Assignment:
Check each line of the records below for the word "flower" and give the number of lines that have it, with nothing added.

[Saved data entries]
——

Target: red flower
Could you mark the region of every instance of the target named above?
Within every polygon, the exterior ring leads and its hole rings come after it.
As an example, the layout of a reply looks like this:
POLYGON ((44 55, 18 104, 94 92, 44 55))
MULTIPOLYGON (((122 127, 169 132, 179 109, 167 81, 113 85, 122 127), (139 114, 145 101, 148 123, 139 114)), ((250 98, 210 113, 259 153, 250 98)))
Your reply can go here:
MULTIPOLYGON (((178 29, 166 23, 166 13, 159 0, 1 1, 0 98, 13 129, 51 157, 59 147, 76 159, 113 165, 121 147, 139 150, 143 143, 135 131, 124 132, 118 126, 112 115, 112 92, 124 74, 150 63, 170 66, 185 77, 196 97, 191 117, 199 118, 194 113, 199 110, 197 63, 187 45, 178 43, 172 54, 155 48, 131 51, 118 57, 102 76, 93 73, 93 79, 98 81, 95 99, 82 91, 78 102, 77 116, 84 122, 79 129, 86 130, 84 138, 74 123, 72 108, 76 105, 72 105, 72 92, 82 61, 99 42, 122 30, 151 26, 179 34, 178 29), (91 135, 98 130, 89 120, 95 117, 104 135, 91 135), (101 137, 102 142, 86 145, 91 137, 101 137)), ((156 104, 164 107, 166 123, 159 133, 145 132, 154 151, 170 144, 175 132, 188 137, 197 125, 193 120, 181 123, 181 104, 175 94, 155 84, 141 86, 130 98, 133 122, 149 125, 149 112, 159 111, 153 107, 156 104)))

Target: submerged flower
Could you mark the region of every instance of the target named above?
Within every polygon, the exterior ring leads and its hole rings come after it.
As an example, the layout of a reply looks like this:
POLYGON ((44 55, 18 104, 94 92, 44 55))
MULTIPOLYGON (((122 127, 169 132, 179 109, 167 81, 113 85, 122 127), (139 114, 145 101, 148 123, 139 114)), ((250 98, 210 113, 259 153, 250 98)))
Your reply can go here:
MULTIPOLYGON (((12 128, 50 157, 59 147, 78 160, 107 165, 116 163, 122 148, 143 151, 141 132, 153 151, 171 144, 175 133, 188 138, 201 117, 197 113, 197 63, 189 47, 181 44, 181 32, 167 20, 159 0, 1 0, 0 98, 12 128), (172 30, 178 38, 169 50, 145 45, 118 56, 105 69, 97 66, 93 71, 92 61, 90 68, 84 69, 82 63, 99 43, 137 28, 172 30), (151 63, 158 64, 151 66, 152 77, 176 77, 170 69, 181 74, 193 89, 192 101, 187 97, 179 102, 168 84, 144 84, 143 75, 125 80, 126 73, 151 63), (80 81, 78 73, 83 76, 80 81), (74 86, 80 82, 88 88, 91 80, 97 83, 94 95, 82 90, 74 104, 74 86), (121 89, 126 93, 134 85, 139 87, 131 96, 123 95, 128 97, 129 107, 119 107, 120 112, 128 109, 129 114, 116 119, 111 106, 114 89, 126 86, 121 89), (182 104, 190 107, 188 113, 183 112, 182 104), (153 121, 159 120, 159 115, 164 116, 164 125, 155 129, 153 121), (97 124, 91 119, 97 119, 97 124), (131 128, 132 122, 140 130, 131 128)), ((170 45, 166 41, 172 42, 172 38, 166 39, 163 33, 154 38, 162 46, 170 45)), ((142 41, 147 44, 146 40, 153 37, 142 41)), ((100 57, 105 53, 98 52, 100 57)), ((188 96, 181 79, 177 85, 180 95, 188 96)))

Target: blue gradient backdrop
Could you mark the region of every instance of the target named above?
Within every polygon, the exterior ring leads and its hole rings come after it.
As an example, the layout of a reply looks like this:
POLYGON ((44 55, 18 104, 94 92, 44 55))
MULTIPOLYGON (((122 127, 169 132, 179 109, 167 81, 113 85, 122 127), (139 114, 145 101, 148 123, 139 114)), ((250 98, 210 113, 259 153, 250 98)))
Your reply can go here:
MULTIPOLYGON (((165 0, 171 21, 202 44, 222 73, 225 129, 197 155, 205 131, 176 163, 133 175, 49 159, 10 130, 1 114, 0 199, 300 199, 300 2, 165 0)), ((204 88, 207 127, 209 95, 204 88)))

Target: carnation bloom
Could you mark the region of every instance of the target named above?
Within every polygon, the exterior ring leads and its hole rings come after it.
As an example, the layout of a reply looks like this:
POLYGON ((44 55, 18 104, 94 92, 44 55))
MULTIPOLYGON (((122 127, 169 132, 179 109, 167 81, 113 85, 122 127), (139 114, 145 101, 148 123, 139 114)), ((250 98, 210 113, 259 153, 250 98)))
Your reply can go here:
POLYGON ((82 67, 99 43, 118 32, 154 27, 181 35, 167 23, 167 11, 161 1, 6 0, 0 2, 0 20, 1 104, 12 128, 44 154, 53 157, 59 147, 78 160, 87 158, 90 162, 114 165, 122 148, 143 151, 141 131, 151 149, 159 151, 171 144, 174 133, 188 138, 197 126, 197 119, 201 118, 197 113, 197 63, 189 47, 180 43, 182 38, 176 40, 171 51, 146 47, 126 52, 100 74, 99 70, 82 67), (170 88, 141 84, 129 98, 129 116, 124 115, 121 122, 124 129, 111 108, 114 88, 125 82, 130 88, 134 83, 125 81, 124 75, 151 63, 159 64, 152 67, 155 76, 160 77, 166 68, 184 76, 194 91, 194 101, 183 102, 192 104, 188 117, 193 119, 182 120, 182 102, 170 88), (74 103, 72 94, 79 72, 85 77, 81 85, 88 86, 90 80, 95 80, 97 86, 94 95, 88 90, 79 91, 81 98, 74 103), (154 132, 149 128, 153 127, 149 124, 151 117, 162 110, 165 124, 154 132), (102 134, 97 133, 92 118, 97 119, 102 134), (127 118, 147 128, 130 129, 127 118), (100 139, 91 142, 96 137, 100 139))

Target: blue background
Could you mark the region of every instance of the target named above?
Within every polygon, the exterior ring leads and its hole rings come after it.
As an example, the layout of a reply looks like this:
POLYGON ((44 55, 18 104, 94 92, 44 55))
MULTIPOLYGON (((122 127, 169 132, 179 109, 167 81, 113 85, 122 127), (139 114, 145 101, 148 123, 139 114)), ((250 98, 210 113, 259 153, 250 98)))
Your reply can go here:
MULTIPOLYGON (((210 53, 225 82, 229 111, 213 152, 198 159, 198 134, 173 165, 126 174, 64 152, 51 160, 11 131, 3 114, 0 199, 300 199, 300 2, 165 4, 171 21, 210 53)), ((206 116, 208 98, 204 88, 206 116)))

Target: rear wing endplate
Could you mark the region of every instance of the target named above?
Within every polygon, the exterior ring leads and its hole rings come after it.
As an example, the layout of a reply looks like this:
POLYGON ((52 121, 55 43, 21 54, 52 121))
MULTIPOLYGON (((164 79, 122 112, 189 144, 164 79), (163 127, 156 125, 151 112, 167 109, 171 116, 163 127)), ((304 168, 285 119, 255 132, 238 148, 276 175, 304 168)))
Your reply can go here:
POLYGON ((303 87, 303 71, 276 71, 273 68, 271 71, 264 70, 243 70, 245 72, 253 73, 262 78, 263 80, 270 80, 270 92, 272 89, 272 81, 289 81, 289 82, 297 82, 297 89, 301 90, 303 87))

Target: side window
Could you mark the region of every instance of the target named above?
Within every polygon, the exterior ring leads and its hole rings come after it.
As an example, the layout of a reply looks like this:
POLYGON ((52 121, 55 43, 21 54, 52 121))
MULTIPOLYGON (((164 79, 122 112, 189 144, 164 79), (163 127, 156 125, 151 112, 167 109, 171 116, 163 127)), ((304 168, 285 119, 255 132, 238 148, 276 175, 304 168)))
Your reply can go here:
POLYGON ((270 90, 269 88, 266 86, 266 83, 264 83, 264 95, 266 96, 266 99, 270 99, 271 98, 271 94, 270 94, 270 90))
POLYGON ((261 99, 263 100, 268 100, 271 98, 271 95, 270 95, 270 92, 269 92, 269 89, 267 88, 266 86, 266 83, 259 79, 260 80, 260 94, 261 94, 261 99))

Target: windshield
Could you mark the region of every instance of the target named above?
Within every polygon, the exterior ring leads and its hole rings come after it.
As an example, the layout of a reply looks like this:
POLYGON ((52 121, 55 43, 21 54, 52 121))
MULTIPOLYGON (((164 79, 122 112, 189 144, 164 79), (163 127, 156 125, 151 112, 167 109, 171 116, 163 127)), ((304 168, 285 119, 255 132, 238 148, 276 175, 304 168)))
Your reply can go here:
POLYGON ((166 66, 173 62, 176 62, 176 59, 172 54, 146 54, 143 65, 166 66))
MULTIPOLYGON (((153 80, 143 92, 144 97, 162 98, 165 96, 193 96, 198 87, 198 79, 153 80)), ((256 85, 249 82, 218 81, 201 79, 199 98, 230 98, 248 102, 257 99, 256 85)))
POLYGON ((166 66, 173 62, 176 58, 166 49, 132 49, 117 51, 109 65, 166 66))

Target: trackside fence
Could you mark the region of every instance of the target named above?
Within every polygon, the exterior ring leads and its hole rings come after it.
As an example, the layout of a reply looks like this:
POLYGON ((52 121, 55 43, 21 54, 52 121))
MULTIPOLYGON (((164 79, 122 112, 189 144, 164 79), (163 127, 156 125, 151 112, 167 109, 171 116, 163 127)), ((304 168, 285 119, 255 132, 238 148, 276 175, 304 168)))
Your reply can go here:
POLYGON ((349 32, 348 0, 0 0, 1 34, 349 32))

——

Answer section:
2